#### RECORDS FOR THE TASK

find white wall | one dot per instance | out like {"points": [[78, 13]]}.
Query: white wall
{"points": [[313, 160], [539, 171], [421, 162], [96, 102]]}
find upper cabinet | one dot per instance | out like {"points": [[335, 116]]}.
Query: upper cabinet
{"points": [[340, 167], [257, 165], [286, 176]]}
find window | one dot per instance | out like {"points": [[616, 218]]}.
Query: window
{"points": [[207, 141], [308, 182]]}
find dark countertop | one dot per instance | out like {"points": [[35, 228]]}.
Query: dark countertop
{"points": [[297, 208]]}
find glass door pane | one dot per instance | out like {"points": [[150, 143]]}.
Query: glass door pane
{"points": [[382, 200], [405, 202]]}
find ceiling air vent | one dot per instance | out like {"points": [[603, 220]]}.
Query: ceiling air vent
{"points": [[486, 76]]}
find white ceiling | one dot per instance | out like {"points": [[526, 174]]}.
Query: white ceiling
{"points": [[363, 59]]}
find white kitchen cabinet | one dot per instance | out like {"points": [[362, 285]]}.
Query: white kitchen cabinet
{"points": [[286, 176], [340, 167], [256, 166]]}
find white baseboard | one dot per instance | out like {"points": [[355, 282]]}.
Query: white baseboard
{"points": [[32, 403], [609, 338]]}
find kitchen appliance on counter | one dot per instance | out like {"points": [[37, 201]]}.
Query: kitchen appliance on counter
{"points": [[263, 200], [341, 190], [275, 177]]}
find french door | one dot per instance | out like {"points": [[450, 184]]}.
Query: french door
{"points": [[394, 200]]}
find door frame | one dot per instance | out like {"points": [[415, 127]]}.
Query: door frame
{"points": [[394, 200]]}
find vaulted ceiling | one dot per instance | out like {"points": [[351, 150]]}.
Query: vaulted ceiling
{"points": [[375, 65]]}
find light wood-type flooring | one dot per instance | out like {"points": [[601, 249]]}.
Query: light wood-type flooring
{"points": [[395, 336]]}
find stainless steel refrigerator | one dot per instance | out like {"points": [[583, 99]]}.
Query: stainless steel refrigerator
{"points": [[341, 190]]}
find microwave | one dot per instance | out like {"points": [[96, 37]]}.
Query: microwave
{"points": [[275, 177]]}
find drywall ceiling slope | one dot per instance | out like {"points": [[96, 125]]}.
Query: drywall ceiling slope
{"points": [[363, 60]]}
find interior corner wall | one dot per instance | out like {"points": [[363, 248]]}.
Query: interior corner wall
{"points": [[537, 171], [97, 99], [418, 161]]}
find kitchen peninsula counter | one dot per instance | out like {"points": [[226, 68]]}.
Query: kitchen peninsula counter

########

- [EXERCISE DIRECTIONS]:
Out of the entries, pull every line that mentions "peninsula".

- [OUTPUT FOR THIS EXERCISE]:
find kitchen peninsula counter | one dot per instance | out like {"points": [[226, 68]]}.
Query: kitchen peninsula counter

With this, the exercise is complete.